Fragmento del documento
No obstante, el “Renunciamiento” tenía, para el semanario, una función también didáctica. Recordando el episodio, Felipe Ludueña, miembro del Secretariado Ejecutivo del MRP por Santa Cruz, observa:

Pero los puestos no es lo que determina la conducta de los verdaderos revolucionarios, desde el llano junto al Pueblo, a pesar de su quebrantada salud, el trabajo Revolucionario continuó. El 22 de agosto de 1951 la compañera EVITA, humilde soldado salida de las filas del pueblo no aceptaba el honor del alto puesto, este renunciamiento (…) nos debe hacer meditar profundamente, nos debe dar la pista para descubrir en la conducta de los que circunstancialmente conducen el movimiento, sin vocación revolucionaria, sin abnegación, sin humildad, la reiteración de aquellos episodios, tratando nuevamente hoy de cercar y anular a los que consustanciados con el espíritu de lucha y esclarecida conciencia histórica de las masas se ponen a su servicio llevándolas a la Revolución y a la victoria (Compañero, Nº 60, 1964, p. 8).

La renuncia de Eva Perón, entonces, debía ser concebida como un mecanismo que conduzca a la reflexión acerca de la conducta de los que “circunstancialmente” eran los dirigentes peronistas en el país. Ella prefirió renunciar al puesto político y continuar su trabajo “desde el llano junto al Pueblo”. Lo contrario ocurriría con esos dirigentes políticos y sindicales que “sin vocación revolucionaria, sin abnegación, sin humildad” –características todas asociadas a la figura de Eva– continúan “cercando” y “anulando” la presuntamente endémica esencia revolucionaria de las masas peronistas. Nuevamente, la responsabilidad era sólo de los dirigentes burocráticos.

La imagen que ofrece Compañero respecto del “Renunciamiento” puede poner en tensión la lisa y llana asociación de Eva Perón con la ética de la convicción y de Perón con la ética de la responsabilidad (Sarlo, 1999, pp. 348-349 y 2003; p. 27; Slipak, 2015, p. 89). Sopesando las dificultades que podría traerle a Perón que aceptase su candidatura a vicepresidente –esto es, valorando las consecuencias de sus actos–, Eva habría decidido declinar su aceptación y “volver al pueblo”. La declinación, no obstante, obedecería también a una convicción: obligación moral y seguimiento apasionado de principios. En este sentido, no hay que olvidar que ambos son tipos ideales y, como recuerda su artífice, “no son términos absolutamente opuestos, sino elementos complementarios que han de concurrir para formar al hombre auténtico, al hombre que puede tener «vocación política»” (Weber, [1967] 2007, p. 177. Cursivas en el original).

Instrucciones
a. Determina si cada afirmación concuerda con el fragmento, respondiendo sí o no y citando textualmente las palabras del fragmento que lo deciden: (i) Felipe Ludueña era miembro del Secretariado Ejecutivo del MRP por Santa Cruz. (ii) La renuncia de Eva tuvo lugar el 22 de agosto de 1952. (iii) La ética de la convicción y la ética de la responsabilidad se presentan como términos absolutamente opuestos.
b. Por favor, reproduce tal cual la parte del fragmento que comienza en "Pero los puestos" y termina en "1964, p. 8).".
El listado no interviene en absoluto en esto.

Datos en bruto
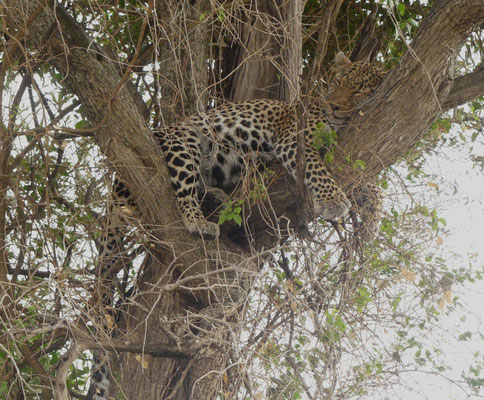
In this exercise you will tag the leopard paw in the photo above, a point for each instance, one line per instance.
(334, 210)
(202, 228)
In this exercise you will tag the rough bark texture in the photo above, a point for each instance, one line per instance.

Respuestas por tarea
a.
(i) Sí: "Felipe Ludueña, miembro del Secretariado Ejecutivo del MRP por Santa Cruz".
(ii) No: "El 22 de agosto de 1951 la compañera EVITA, humilde soldado salida de las filas del pueblo no aceptaba el honor del alto puesto".
(iii) No: "no son términos absolutamente opuestos, sino elementos complementarios".

b.
Pero los puestos no es lo que determina la conducta de los verdaderos revolucionarios, desde el llano junto al Pueblo, a pesar de su quebrantada salud, el trabajo Revolucionario continuó. El 22 de agosto de 1951 la compañera EVITA, humilde soldado salida de las filas del pueblo no aceptaba el honor del alto puesto, este renunciamiento (…) nos debe hacer meditar profundamente, nos debe dar la pista para descubrir en la conducta de los que circunstancialmente conducen el movimiento, sin vocación revolucionaria, sin abnegación, sin humildad, la reiteración de aquellos episodios, tratando nuevamente hoy de cercar y anular a los que consustanciados con el espíritu de lucha y esclarecida conciencia histórica de las masas se ponen a su servicio llevándolas a la Revolución y a la victoria (Compañero, Nº 60, 1964, p. 8).